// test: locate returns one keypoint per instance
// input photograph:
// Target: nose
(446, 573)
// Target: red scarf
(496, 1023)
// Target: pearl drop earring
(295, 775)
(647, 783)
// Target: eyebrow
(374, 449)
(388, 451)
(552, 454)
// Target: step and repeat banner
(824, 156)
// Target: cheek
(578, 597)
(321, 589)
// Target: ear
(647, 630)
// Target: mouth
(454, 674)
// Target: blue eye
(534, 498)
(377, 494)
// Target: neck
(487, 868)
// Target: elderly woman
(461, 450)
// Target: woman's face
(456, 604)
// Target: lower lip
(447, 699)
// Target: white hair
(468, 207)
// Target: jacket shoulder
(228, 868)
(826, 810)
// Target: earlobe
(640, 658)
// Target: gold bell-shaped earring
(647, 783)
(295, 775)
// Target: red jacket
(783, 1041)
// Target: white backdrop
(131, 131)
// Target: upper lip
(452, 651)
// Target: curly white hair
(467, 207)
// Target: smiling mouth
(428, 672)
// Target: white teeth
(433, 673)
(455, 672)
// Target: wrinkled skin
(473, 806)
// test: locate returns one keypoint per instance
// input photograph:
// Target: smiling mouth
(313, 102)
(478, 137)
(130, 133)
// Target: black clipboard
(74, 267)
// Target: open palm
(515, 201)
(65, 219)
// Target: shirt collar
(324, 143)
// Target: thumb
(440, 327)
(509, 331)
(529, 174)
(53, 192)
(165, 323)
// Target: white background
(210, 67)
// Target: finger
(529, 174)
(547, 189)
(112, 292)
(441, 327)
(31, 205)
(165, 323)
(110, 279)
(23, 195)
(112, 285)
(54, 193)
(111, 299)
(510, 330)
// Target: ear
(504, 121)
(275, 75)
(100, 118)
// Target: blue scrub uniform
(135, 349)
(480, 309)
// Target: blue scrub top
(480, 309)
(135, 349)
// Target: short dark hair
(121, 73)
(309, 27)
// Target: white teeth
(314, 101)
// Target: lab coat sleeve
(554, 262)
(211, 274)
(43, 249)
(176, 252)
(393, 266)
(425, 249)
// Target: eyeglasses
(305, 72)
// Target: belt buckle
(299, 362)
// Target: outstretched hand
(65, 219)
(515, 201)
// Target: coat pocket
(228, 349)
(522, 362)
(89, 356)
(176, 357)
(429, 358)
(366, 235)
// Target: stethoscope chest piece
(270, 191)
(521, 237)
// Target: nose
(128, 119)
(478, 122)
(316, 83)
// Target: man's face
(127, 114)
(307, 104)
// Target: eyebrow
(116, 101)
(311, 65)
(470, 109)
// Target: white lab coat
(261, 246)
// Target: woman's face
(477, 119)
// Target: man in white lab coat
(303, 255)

*Your objective*.
Every entry is to be returned exactly, with nothing dropped.

*Reply*.
// test: locate returns one keypoint per instance
// input photograph:
// Target: nose
(446, 573)
// Target: red scarf
(496, 1023)
// Target: pearl drop earring
(295, 775)
(647, 783)
// Target: eyebrow
(374, 449)
(388, 451)
(552, 454)
// Target: step and repeat banner
(824, 156)
// Target: cheek
(578, 597)
(321, 589)
// Target: ear
(647, 630)
// Target: mouth
(454, 674)
// Target: blue eye
(534, 498)
(377, 494)
// Target: neck
(487, 868)
// Target: elderly woman
(461, 450)
// Target: woman's face
(456, 604)
// Target: lower lip
(447, 699)
// Target: white hair
(468, 207)
// Target: jacket shoulder
(228, 868)
(826, 810)
// Target: earlobe
(640, 658)
// Target: gold bell-shaped earring
(647, 783)
(295, 775)
// Target: red jacket
(783, 1041)
// Target: white backdrop
(131, 131)
// Target: upper lip
(452, 651)
// Target: curly white hair
(467, 207)
// Target: smiling mouth
(428, 672)
// Target: white teeth
(433, 673)
(455, 672)
// Target: wrinkled skin
(473, 806)
// test: locate returns one keypoint per instance
// input photograph:
// Target: smiling mouth
(313, 102)
(478, 137)
(130, 133)
// Target: black clipboard
(74, 267)
// Target: open palm
(515, 201)
(65, 219)
// Target: shirt collar
(324, 143)
// Target: thumb
(440, 327)
(509, 331)
(529, 174)
(53, 192)
(165, 323)
// Target: white background
(210, 67)
// Target: finger
(529, 174)
(547, 189)
(112, 292)
(441, 327)
(31, 205)
(165, 323)
(110, 279)
(23, 195)
(112, 285)
(54, 193)
(111, 299)
(510, 330)
// Target: ear
(504, 121)
(275, 75)
(100, 118)
// Target: blue scrub uniform
(135, 349)
(480, 309)
// Target: blue scrub top
(480, 309)
(135, 349)
// Target: short dark hair
(121, 73)
(309, 27)
// Target: white teeth
(314, 101)
// Target: lab coat sleeve
(554, 262)
(211, 274)
(43, 249)
(176, 252)
(393, 266)
(425, 249)
// Target: eyeglasses
(305, 72)
// Target: belt buckle
(299, 362)
// Target: outstretched hand
(65, 219)
(515, 201)
// Target: coat pocket
(228, 349)
(522, 362)
(89, 356)
(176, 357)
(429, 358)
(366, 235)
// Target: stethoscope chest piece
(270, 191)
(521, 237)
// Target: nose
(128, 119)
(478, 122)
(316, 83)
// Target: man's face
(127, 114)
(307, 104)
// Target: eyebrow
(116, 101)
(311, 65)
(470, 109)
// Target: white lab coat
(261, 246)
// Target: woman's face
(477, 119)
// Target: man in white lab coat
(303, 255)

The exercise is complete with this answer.